# Exercise instructions:
**a)** Please reproduce the part of the yoga article that begins at the words "What is new" and stops after "jinks and manipulations.".
**b)** Answer these questions using the yoga article.
(i) What does the friend say she cannot do?
(ii) What does the yoga article call endorphins?
(iii) Which three results does the yoga article link to joints supported by stronger muscles?

# Source extract:

Your Arthritis Wants Yoga
“Yoga? For arthritis?” My 40-something friend rolls her eyes and shakes her head, “You must be crazy. How can I twist my body like a pretzel when I cannot bend over?”
What is new about encouraging yoga for arthritis? More research! to back up the benefits of mild to moderate exercise for arthritis, including research specifically using yoga. The research enhances what yoga enthusiasts have been saying for decades: yoga provides many benefits specific to arthritis without alarming physical high jinks and manipulations.
What is important to know about yoga for arthritis? Yoga styles vary; some are well-suited to arthritis, others not so much. Yoga postures are specific to parts and regions of your body; begin with an educated instructor to choose the safest postures for your particular arthritis. Yoga strengthens muscles, thereby supporting joints for a longer joint life, more overall stability in daily activities, and less pain. Yoga provides more than exercise; yoga improves your lungs’ capacity, yoga enables deep relaxation, and yoga increases mental clarity.
How does yoga accomplish all this? Some yoga postures strengthen the large muscle groups that are used for the position, which then benefits the corresponding joint by lessening duress on the joint. Yoga increases range of motion, which gives you more room to work with before reaching your joint’s stress point. The combination of deep conscious breathing combined with focus on the body during the positioning for each posture has been shown to increase endorphins. Endorphins are those “feel good” hormones that up your mood and sense of well-being, decreasing the sensation of pain. As with all exercise, the movement and breathing causes your body’s blood, filled with needed oxygen, endorphins, and nutrients, to move more effectively into your muscles.

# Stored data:
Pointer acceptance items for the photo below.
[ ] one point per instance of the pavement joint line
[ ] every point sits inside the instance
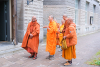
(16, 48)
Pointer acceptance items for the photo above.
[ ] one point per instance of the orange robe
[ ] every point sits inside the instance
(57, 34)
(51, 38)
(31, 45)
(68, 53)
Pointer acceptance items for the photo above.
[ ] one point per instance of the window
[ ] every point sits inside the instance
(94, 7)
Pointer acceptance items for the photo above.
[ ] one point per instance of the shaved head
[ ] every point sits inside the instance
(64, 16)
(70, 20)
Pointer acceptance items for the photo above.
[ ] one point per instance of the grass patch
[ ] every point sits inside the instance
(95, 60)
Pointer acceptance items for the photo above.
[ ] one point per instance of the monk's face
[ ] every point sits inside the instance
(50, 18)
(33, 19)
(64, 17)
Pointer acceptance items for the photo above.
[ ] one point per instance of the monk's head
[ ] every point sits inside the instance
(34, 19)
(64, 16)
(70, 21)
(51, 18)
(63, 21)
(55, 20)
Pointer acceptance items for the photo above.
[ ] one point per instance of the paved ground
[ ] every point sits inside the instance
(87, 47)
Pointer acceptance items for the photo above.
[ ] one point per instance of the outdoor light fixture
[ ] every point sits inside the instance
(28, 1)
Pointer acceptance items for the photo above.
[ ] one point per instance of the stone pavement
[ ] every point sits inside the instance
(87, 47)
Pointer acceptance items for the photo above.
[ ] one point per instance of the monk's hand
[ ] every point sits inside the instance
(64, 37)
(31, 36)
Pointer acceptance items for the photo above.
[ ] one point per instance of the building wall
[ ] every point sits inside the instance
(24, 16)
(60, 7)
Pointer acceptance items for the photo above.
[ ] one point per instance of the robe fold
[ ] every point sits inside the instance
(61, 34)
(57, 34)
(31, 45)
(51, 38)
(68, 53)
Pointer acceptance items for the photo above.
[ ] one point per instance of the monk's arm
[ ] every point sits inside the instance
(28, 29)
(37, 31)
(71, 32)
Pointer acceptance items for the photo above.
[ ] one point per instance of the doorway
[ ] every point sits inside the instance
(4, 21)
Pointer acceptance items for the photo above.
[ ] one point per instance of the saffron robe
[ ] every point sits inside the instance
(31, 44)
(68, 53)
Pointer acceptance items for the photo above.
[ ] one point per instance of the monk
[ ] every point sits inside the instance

# Answers:
**a)**
What is new about encouraging yoga for arthritis? More research! to back up the benefits of mild to moderate exercise for arthritis, including research specifically using yoga. The research enhances what yoga enthusiasts have been saying for decades: yoga provides many benefits specific to arthritis without alarming physical high jinks and manipulations.

**b)**
(i) She says she cannot bend over.
(ii) It calls them "feel good" hormones.
(iii) A longer joint life, more overall stability in daily activities, and less pain.